== TEXT EXCERPT ==
== Segment start ==

Design and construction
- Architect: George Mair (1844 rebuild)

= Hillingdon House =

Mansion in Hillingdon, Greater London

Hillingdon House is a Grade II listed mansion in Hillingdon, Greater London. The original house was built in 1717 as a hunting lodge for the Duke of Schomberg. It was destroyed by fire and the present house was built in its place in 1844.

The British Government purchased Hillingdon House in 1915 and it became a military hospital. In 1917, what would become the Royal Air Force station RAF Uxbridge was established within the grounds. In military use, the house has served over time as the first headquarters for No. 11 Group RAF and RAF Bomber Command. The River Pinn passes through the grounds of the house from north to south, splitting the former RAF Uxbridge in two.

The Hillingdon House Farm estate to the north of the house includes the Hillingdon Sports and Leisure Complex (formerly Uxbridge Lido). The farm ceased operations in 1965 after the local council served a notice to quit on the tenant. The farmhouse on Honeycroft Hill became a council depot, followed by a plant nursery, before it was sold for residential housing.

Under plans approved in early 2011 for the redevelopment of the RAF station, the house will be renovated and converted to include a restaurant. As of 2014 it is not accessible to the public while the site undergoes redevelopment.

==History==
===First house===
The first house on the site was built as a hunting lodge in 1717 for the Duke of Schomberg, a British army commander of German origin. He is said to have been very argumentative, to the point where he would argue with all those around him bar the enemy.

The house eventually passed to the Chetwynd family, who sold it to the Mary Watson-Wentworth, Marchioness of Rockingham, widow of the Prime Minister Charles Watson-Wentworth, 2nd Marquess of Rockingham, in 1786 for £9,000. The Marchioness lived there until her own death in 1804, upon which the estate passed to her stepsister Elizabeth, widow of William Weddell MP. Her husband had left her Newby Hall in Mayfair, therefore having no need of Hillingdon House, she sold it to Josias Du Pré Porcher in 1805. In 1810 the estate was sold to Richard Henry Cox, a member of the Cox banking family and the grandson of Richard Cox, founder of the travel company Cox & Kings.

== Segment end ==

Copy the Hillingdon House text from "The Hillingdon House" to "bar the enemy.", and swap "plant nursery" for "garden center". The material has nothing to do with the Hillingdon House text.

== GIVEN DATA ==
== Segment start ==

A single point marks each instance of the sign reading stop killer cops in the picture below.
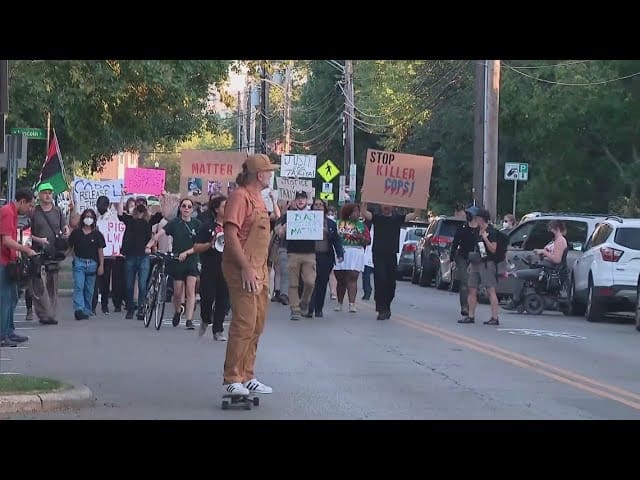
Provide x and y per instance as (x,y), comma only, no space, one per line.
(397,179)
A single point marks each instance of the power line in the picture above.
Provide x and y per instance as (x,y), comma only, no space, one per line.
(569,84)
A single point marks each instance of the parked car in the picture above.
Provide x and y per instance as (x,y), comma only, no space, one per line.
(533,233)
(409,239)
(605,277)
(431,257)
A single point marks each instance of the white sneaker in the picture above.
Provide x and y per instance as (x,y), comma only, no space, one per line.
(258,387)
(236,389)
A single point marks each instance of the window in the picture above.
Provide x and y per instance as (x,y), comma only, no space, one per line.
(518,236)
(576,234)
(628,237)
(539,236)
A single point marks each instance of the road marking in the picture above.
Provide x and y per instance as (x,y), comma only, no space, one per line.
(540,333)
(564,376)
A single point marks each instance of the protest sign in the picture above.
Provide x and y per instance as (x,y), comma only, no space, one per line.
(144,180)
(397,179)
(305,225)
(86,192)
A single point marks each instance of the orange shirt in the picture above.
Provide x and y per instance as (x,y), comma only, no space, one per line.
(239,211)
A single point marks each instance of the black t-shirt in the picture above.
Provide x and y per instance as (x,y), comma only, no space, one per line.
(211,259)
(386,233)
(298,246)
(86,245)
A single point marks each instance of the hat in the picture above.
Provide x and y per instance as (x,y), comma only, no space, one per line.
(45,186)
(258,163)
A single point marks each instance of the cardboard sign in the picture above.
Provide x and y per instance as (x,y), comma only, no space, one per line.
(144,180)
(298,166)
(207,172)
(305,225)
(397,179)
(113,231)
(86,192)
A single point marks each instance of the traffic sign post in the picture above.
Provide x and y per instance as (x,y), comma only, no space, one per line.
(516,172)
(31,133)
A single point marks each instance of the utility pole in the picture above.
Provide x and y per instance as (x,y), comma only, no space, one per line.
(478,134)
(349,109)
(287,108)
(491,103)
(263,109)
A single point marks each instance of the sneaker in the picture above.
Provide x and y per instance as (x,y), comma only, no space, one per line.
(203,328)
(257,387)
(5,342)
(14,337)
(236,389)
(220,336)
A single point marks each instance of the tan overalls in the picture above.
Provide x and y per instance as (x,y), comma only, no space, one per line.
(248,310)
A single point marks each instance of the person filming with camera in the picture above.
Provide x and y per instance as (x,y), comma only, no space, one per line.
(50,232)
(9,248)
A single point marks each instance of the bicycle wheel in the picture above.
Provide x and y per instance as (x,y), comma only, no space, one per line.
(161,297)
(150,303)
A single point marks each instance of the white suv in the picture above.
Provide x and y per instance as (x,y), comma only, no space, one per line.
(605,277)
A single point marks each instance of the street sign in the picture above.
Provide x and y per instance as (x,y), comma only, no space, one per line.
(31,133)
(328,171)
(327,196)
(511,171)
(523,172)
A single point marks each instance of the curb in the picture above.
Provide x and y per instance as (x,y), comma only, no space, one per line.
(75,397)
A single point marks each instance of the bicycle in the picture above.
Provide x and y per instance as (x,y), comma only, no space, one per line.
(157,291)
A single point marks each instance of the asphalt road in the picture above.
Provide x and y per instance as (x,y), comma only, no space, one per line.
(419,365)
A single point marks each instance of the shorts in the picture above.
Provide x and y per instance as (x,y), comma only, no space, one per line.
(181,273)
(482,274)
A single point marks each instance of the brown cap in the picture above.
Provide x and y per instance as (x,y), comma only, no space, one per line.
(259,163)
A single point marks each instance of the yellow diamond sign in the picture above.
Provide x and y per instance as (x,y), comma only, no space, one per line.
(328,171)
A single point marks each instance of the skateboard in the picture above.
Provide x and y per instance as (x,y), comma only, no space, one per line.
(245,402)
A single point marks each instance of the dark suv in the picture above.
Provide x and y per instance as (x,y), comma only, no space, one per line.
(431,258)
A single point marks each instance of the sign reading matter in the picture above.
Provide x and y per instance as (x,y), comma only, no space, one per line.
(398,179)
(305,225)
(87,191)
(207,172)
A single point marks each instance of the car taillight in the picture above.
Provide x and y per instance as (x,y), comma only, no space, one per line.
(441,241)
(610,254)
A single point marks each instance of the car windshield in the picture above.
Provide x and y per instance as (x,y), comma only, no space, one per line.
(628,237)
(414,234)
(448,228)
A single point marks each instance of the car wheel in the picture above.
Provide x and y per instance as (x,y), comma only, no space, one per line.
(595,308)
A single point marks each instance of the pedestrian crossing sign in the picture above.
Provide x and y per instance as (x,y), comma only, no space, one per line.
(328,171)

== Segment end ==

== WRITTEN SOLUTION ==
The Hillingdon House Farm estate to the north of the house includes the Hillingdon Sports and Leisure Complex (formerly Uxbridge Lido). The farm ceased operations in 1965 after the local council served a notice to quit on the tenant. The farmhouse on Honeycroft Hill became a council depot, followed by a garden center, before it was sold for residential housing.

Under plans approved in early 2011 for the redevelopment of the RAF station, the house will be renovated and converted to include a restaurant. As of 2014 it is not accessible to the public while the site undergoes redevelopment.

==History==
===First house===
The first house on the site was built as a hunting lodge in 1717 for the Duke of Schomberg, a British army commander of German origin. He is said to have been very argumentative, to the point where he would argue with all those around him bar the enemy.